---------- SUPPLIED MATERIAL ----------
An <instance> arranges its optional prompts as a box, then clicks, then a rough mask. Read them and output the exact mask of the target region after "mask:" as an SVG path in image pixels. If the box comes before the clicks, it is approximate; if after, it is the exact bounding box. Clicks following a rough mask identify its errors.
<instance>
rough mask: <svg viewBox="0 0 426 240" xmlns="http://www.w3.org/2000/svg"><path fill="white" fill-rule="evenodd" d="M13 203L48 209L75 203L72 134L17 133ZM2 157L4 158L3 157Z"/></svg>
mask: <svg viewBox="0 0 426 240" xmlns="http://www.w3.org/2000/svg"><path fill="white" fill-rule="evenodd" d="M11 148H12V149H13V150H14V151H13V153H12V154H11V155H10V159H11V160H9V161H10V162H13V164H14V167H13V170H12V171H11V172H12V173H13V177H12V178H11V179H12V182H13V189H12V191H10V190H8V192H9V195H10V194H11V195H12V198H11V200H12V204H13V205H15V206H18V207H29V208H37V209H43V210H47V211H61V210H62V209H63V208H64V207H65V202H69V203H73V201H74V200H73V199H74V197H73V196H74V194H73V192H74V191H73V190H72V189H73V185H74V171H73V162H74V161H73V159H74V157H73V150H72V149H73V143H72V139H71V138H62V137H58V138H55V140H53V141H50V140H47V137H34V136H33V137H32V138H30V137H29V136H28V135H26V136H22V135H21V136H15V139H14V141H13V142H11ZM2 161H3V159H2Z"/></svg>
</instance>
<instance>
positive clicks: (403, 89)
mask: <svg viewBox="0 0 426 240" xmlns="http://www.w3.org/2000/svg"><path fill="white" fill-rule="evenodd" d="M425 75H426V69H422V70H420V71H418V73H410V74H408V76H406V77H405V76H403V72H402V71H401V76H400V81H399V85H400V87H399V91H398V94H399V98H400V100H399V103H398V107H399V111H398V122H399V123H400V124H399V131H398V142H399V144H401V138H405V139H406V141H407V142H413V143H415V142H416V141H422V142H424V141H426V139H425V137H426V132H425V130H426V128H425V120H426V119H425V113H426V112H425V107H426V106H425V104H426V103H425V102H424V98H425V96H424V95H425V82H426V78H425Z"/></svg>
----------
- EXERCISE INSTRUCTIONS
Search the data for "instance". Copy every matching line.

- EXERCISE RESULT
An <instance> arranges its optional prompts as a box, then clicks, then a rough mask. Read them and output the exact mask of the target region after "mask:" as an SVG path in image pixels. If the box comes before the clicks, it is approximate; if after, it is the exact bounding box. Clicks following a rough mask identify its errors.
<instance>
</instance>
<instance>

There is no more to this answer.